## PROBLEM DETAILS
Based on the book review, for how many years before her death did Bambara go without publishing a new book?

## EXTRACT PROVIDED
──────
Bambara's (The Salt Eaters, LJ 4/1/80) artful storytelling and passion for writing and for film come through clearly in this posthumous collection of six fiction and six essay and conversation pieces. Bambara did not publish a new book in the 14 years prior to her death from cancer in December 1995; these writings, collected by Nobel Prize-winning novelist Morrison, remind us of Bambara's enormous talent and character. Among the essays and conversations is "How She Came by Her Name," an interview with Louis Massiah, in which Bambara tells about the evolution of her name; "The Education of a Storyteller," in which she tells of a conversation with her "Grandma" Dorothy, who encouraged her to expand her mind and to "tell the tale"; and "Deep Sight and Rescue Missions," in which she addresses race, assimilation, politics, pluralism, and indoctrination. In the remaining three essays, Bambara analyzes the politics, language, cultural aspects, and potential for social transformation of film. Highly recommended for Bambara's storytelling techniques and commentaries on life, society, and media.-Jeris Cassel, Rutgers Univ. Libs., New Brunswick, N.J.
──────
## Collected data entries
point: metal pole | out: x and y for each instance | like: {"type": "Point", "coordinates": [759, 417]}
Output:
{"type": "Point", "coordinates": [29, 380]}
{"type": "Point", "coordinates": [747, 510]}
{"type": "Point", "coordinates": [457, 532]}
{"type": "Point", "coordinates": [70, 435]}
──────
## ANSWER BELOW
She did not publish a new book in the 14 years before her death.